**EXERCISE GOAL:**
Would you print out every entry exactly as given?

Point localization data:
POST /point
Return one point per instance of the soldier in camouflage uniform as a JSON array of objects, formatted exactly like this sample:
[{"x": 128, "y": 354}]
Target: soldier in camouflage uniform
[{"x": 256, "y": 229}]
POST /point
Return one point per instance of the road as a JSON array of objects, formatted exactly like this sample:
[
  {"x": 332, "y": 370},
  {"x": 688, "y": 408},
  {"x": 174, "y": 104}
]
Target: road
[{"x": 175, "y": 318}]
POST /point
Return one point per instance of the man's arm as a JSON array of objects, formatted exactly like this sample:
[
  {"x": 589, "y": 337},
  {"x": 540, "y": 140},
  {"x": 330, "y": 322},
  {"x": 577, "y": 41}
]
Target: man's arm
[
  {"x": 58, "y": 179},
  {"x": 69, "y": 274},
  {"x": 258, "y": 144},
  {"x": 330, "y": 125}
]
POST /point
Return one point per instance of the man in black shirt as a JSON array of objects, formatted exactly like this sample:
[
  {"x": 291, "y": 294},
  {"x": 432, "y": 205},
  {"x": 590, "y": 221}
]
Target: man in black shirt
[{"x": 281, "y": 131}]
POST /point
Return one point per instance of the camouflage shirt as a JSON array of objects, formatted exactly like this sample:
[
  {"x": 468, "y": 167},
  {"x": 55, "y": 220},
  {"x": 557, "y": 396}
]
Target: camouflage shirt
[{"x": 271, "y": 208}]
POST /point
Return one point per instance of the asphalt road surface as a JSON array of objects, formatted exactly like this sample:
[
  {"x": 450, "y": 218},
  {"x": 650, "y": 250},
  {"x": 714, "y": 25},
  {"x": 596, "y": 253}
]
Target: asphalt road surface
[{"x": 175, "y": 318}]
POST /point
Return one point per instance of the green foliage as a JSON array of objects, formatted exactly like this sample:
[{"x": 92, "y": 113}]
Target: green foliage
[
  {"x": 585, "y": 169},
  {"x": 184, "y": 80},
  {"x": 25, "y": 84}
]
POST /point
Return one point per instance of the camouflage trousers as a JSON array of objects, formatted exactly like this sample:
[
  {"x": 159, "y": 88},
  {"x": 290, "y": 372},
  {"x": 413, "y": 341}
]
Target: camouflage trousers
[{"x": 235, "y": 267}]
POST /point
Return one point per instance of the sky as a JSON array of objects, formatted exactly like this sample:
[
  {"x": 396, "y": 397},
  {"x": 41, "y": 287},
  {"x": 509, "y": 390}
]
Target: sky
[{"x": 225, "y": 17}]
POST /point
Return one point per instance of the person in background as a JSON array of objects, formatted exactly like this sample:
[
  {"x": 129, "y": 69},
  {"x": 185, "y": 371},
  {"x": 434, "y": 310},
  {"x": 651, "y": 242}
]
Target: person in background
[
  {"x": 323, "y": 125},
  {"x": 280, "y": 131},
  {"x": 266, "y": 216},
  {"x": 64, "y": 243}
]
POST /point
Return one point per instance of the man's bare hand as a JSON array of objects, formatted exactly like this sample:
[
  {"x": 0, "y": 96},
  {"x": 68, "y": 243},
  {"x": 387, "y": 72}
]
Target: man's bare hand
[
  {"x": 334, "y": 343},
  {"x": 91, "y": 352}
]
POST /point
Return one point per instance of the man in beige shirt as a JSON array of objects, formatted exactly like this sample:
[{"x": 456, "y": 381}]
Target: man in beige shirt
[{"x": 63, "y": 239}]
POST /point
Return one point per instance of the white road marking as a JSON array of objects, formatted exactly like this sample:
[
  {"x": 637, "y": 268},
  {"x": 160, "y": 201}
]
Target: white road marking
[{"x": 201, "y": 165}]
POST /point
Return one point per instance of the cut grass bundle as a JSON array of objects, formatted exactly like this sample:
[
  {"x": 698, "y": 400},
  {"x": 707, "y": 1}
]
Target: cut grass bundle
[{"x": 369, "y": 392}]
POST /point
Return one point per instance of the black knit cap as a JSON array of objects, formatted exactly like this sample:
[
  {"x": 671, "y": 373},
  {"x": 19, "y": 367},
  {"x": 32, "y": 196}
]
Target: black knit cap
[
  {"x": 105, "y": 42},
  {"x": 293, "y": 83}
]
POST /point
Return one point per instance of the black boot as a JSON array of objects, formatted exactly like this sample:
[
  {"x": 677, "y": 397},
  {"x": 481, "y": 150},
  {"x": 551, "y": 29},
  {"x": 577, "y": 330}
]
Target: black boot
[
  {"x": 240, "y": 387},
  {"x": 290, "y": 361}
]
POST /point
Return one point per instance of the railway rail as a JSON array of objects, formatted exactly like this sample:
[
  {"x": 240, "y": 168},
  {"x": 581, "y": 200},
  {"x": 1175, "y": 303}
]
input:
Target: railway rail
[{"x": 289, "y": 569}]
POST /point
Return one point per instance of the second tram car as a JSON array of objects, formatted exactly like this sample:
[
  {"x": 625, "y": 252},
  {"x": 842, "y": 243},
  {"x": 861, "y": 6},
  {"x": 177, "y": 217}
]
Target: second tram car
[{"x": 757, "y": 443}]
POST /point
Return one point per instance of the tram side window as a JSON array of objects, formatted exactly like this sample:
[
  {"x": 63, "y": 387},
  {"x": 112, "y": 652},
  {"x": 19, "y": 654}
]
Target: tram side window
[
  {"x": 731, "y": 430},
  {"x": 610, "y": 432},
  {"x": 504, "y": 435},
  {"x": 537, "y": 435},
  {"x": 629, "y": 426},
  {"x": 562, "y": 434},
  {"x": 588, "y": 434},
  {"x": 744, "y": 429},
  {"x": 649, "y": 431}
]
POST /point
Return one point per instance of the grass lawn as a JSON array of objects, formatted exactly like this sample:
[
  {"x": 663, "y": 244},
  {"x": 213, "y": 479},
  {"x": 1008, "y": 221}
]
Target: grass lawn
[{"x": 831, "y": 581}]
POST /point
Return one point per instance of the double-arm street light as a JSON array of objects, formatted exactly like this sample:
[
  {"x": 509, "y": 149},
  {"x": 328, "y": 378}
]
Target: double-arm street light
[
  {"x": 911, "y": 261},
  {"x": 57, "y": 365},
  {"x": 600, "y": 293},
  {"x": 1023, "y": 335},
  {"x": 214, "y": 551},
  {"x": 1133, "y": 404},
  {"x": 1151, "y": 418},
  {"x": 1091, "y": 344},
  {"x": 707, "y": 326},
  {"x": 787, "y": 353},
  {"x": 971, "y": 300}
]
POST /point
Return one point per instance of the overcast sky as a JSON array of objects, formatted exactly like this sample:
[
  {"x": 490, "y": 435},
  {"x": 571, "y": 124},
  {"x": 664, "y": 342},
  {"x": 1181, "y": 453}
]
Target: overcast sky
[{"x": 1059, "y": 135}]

**ANSWER AREA:**
POST /point
Return one point per instance of the soldier in camouflage uniform as a JSON array of objects, formatted exactly like this sample:
[{"x": 128, "y": 354}]
Target: soldier in camouflage uniform
[{"x": 256, "y": 229}]
POST /point
Return one point per instance of the road as a JSON array of objects, formatted exactly like this sample:
[
  {"x": 332, "y": 370},
  {"x": 688, "y": 408},
  {"x": 174, "y": 104}
]
Target: road
[{"x": 175, "y": 318}]
POST /point
Return one point per instance of the man's arm as a JSON array of objects, formatted exactly like this sample:
[
  {"x": 589, "y": 337},
  {"x": 540, "y": 140},
  {"x": 330, "y": 322},
  {"x": 577, "y": 41}
]
Target: man's arm
[
  {"x": 58, "y": 179},
  {"x": 69, "y": 274},
  {"x": 258, "y": 144},
  {"x": 330, "y": 125}
]
POST /point
Return one point per instance of the man in black shirt as a JSON array of objects, formatted exactly like this sample:
[
  {"x": 291, "y": 294},
  {"x": 432, "y": 205},
  {"x": 590, "y": 221}
]
Target: man in black shirt
[{"x": 281, "y": 131}]
POST /point
Return one point per instance of the camouflage shirt as a JSON array of objects, formatted exactly like this sample:
[
  {"x": 468, "y": 167},
  {"x": 55, "y": 220},
  {"x": 557, "y": 396}
]
Target: camouflage shirt
[{"x": 271, "y": 208}]
POST /point
Return one point per instance of the asphalt road surface as a JSON array of objects, formatted exactly like this sample:
[
  {"x": 450, "y": 218},
  {"x": 650, "y": 250},
  {"x": 714, "y": 25},
  {"x": 596, "y": 253}
]
Target: asphalt road surface
[{"x": 175, "y": 318}]
POST /point
Return one point per instance of the green foliage as a JSON array of objects, formatted exactly like this sample:
[{"x": 92, "y": 113}]
Target: green foliage
[
  {"x": 585, "y": 169},
  {"x": 184, "y": 80},
  {"x": 25, "y": 84}
]
POST /point
Return one point per instance of the camouflage trousers as a JSON array of objects, formatted exactly like this sample:
[
  {"x": 159, "y": 88},
  {"x": 290, "y": 372},
  {"x": 413, "y": 341}
]
Target: camouflage trousers
[{"x": 235, "y": 267}]
POST /point
Return one point per instance of the sky as a JSON array of objects, formatted exactly like this sample:
[
  {"x": 396, "y": 397},
  {"x": 41, "y": 287},
  {"x": 509, "y": 390}
]
Target: sky
[{"x": 225, "y": 17}]
POST /point
Return one point per instance of the person in background as a JSON array of objects, formatted exactly like this sample:
[
  {"x": 129, "y": 69},
  {"x": 185, "y": 371},
  {"x": 434, "y": 310},
  {"x": 651, "y": 242}
]
Target: person in background
[
  {"x": 323, "y": 125},
  {"x": 280, "y": 131},
  {"x": 266, "y": 216},
  {"x": 64, "y": 243}
]
POST /point
Return one point per instance of the man's bare hand as a JSON array of objects, formatted exactly like this sample:
[
  {"x": 0, "y": 96},
  {"x": 68, "y": 243},
  {"x": 387, "y": 72}
]
Target: man's bare hand
[
  {"x": 334, "y": 343},
  {"x": 91, "y": 352}
]
POST /point
Return one point per instance of the man in beige shirt as a JSON array of objects, formatted exactly like this sample:
[{"x": 456, "y": 381}]
Target: man in beige shirt
[{"x": 63, "y": 239}]
POST /point
Return one point per instance of the white road marking as a JSON array of objects, formatted exactly like this sample:
[
  {"x": 637, "y": 268},
  {"x": 160, "y": 201}
]
Target: white road marking
[{"x": 201, "y": 165}]
POST /point
Return one point per instance of the cut grass bundle as a JSON array of objects, formatted exactly like this sample:
[
  {"x": 698, "y": 400},
  {"x": 707, "y": 1}
]
Target: cut grass bundle
[{"x": 369, "y": 392}]
POST /point
Return one point per instance of the black knit cap as a JSON array of objects, formatted exactly like this sample:
[
  {"x": 671, "y": 373},
  {"x": 19, "y": 367},
  {"x": 32, "y": 196}
]
Target: black knit cap
[
  {"x": 105, "y": 42},
  {"x": 293, "y": 83}
]
POST /point
Return one point per instance of the black boot as a JSON array of objects, formatted exactly like this sample:
[
  {"x": 677, "y": 397},
  {"x": 481, "y": 150},
  {"x": 551, "y": 29},
  {"x": 577, "y": 330}
]
Target: black boot
[
  {"x": 240, "y": 387},
  {"x": 290, "y": 361}
]
POST /point
Return one point per instance of the railway rail as a JSON array of objects, formatted exactly like this sample:
[
  {"x": 240, "y": 168},
  {"x": 581, "y": 200},
  {"x": 1175, "y": 303}
]
input:
Target: railway rail
[{"x": 289, "y": 569}]
POST /point
Return one point per instance of the second tram car as a JSON array of objects, formatted exactly like this sample:
[
  {"x": 625, "y": 252},
  {"x": 842, "y": 243},
  {"x": 861, "y": 6},
  {"x": 177, "y": 217}
]
Target: second tram car
[{"x": 757, "y": 443}]
POST /point
Return one point per instance of the tram side window as a JSON array of objects, formatted exactly like this sample:
[
  {"x": 63, "y": 387},
  {"x": 112, "y": 652},
  {"x": 19, "y": 654}
]
Target: tram side window
[
  {"x": 731, "y": 430},
  {"x": 610, "y": 432},
  {"x": 504, "y": 435},
  {"x": 537, "y": 435},
  {"x": 629, "y": 426},
  {"x": 562, "y": 434},
  {"x": 588, "y": 434},
  {"x": 744, "y": 429},
  {"x": 649, "y": 431}
]
POST /point
Return one point per instance of the grass lawn as a JSON array of objects, formatted exactly like this sample:
[
  {"x": 663, "y": 244},
  {"x": 213, "y": 479},
  {"x": 1008, "y": 221}
]
Target: grass lawn
[{"x": 831, "y": 581}]
POST /point
Return one point per instance of the double-arm street light as a JSON array of objects, formatted exactly like this sample:
[
  {"x": 509, "y": 149},
  {"x": 328, "y": 378}
]
Target: double-arm street light
[
  {"x": 911, "y": 261},
  {"x": 57, "y": 365},
  {"x": 600, "y": 293},
  {"x": 1023, "y": 335},
  {"x": 214, "y": 551},
  {"x": 1133, "y": 404},
  {"x": 1151, "y": 418},
  {"x": 1091, "y": 344},
  {"x": 707, "y": 326},
  {"x": 787, "y": 353},
  {"x": 971, "y": 300}
]
POST /point
Return one point per instance of the overcast sky as a JSON array of objects, formatted exactly like this sample:
[
  {"x": 490, "y": 435},
  {"x": 571, "y": 124},
  {"x": 664, "y": 342},
  {"x": 1181, "y": 453}
]
Target: overcast sky
[{"x": 1059, "y": 135}]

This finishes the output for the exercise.